* **Input data**:
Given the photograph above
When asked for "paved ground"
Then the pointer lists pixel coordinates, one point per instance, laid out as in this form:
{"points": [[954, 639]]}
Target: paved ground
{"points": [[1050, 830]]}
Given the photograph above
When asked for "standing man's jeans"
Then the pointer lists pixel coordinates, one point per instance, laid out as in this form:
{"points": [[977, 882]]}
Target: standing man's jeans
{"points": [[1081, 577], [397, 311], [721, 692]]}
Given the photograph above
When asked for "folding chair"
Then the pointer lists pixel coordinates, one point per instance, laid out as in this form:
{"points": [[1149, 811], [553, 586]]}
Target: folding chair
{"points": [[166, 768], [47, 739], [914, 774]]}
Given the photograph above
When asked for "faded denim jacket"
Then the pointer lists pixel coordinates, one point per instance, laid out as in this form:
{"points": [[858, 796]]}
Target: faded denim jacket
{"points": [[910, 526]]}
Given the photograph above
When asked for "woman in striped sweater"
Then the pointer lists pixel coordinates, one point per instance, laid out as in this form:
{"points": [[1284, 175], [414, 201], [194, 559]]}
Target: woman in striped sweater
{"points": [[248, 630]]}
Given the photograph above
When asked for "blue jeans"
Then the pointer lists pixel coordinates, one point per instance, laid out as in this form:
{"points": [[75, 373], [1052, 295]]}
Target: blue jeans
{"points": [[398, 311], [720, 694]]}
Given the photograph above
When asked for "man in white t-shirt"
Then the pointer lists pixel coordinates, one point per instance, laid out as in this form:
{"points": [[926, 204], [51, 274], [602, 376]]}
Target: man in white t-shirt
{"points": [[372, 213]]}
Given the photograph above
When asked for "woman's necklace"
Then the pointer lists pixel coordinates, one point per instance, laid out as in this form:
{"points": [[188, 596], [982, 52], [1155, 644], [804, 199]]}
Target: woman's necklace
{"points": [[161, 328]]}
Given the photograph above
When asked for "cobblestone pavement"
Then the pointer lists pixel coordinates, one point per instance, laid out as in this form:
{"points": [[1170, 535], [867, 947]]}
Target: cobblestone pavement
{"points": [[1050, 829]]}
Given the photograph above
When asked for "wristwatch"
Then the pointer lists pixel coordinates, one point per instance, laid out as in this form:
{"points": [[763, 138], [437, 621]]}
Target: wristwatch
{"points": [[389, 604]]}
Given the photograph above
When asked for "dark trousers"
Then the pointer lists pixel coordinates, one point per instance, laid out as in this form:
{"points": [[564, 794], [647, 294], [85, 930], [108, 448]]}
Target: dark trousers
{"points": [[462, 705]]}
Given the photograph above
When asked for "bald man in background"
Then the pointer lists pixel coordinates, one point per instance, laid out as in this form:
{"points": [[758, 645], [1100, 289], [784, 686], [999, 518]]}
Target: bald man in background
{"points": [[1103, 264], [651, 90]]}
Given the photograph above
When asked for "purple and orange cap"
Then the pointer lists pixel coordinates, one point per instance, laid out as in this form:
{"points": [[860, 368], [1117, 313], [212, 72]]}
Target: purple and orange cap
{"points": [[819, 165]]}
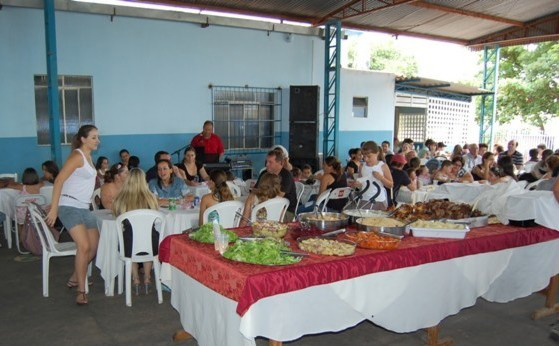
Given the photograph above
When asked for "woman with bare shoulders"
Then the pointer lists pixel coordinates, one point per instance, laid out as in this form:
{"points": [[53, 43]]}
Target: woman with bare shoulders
{"points": [[71, 197]]}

* **Problem to solve**: Extract all the entries word for word; omit any pictures.

* **Solution to the exercise**:
Given the photograph above
When asked for "paved ground"
Then the pointer lists pixel coordinates, one point per instance, laid out as in this form:
{"points": [[954, 639]]}
Target: paved ground
{"points": [[1050, 830]]}
Given the photograph above
When asked for "standing man's jeans"
Then the pointer lists pixel coordinates, one point per instance, laid out as in this form:
{"points": [[977, 882]]}
Target: standing man's jeans
{"points": [[1081, 577], [397, 311], [721, 692]]}
Given the photograph above
When asked for "folding chair"
Then the pointer lists pixel coordinates, one point per instance, laid out as in this form:
{"points": [[1149, 811], [553, 586]]}
Target: folding chair
{"points": [[166, 768], [47, 739], [914, 774]]}
Given the photograph above
When asked for "faded denim jacket"
Then the pointer lists pixel coordinates, one point per instance, laid out as in this form:
{"points": [[858, 796]]}
Target: faded denim jacket
{"points": [[910, 526]]}
Given the photograph above
When asked for "woman in striped sweater"
Then the pointer lists pixel coordinates, one point per instance, laid out as in this form:
{"points": [[1284, 175], [414, 201], [194, 559]]}
Target: woman in striped sweater
{"points": [[248, 630]]}
Given the photograph above
When asked for "blue jeans"
Then the pointer lists pixel coordinates, one point per instance, laid out as in this form:
{"points": [[75, 373], [1052, 295]]}
Target: blue jeans
{"points": [[398, 311], [720, 694]]}
Given the photograph above
When asked for "man in white t-shirt"
Then the pointer lists pixel coordinates, one point per instance, laid out as in this form:
{"points": [[926, 204], [51, 274], [602, 376]]}
Target: man in white t-shirt
{"points": [[372, 213]]}
Given the photograph above
When asked for "woman's necklace"
Then the pointer lists pixel coordinates, one point per instance, laid out as in this form:
{"points": [[188, 596], [982, 52], [1155, 644], [804, 199]]}
Target: woman's necklace
{"points": [[161, 328]]}
Given the photograph above
When asked for "cobblestone pavement"
Then the pointer lists pixel coordinates, one point per instance, laid out as in this form:
{"points": [[1170, 535], [867, 947]]}
Target: cobblestone pavement
{"points": [[1050, 829]]}
Given the photograph above
When asked for "wristwatch"
Then the pointer lists pixel coordinates, one point per instance, laid out as in this form:
{"points": [[763, 138], [437, 621]]}
Target: wristwatch
{"points": [[389, 604]]}
Given the photograph above
When asked for "dark trousers"
Then the pointer lists pixel coordinates, one point per instance, laid out as in this form:
{"points": [[564, 794], [647, 294], [85, 930], [108, 448]]}
Target: dark trousers
{"points": [[462, 705]]}
Given the photograph above
When asked for "bald man in background"
Then the pointer lists pixel coordinates, one point per instance, laid out as in this form:
{"points": [[758, 645], [1100, 289], [784, 686], [999, 518]]}
Target: bald man in background
{"points": [[1103, 264], [651, 90]]}
Given the photograph above
When asked for "purple and orange cap"
Then the pointer lists pixel coordinates, one point per instance, laid out as in this form:
{"points": [[860, 368], [1117, 313], [212, 72]]}
Target: purple and orange cap
{"points": [[819, 165]]}
Given the photograph above
When asked for "woman with bare shoulders"
Then the pointer lists pixel coordinates, one point per instance, laid out as in this form:
{"points": [[53, 43]]}
Target: woman with bare shoulders
{"points": [[71, 197]]}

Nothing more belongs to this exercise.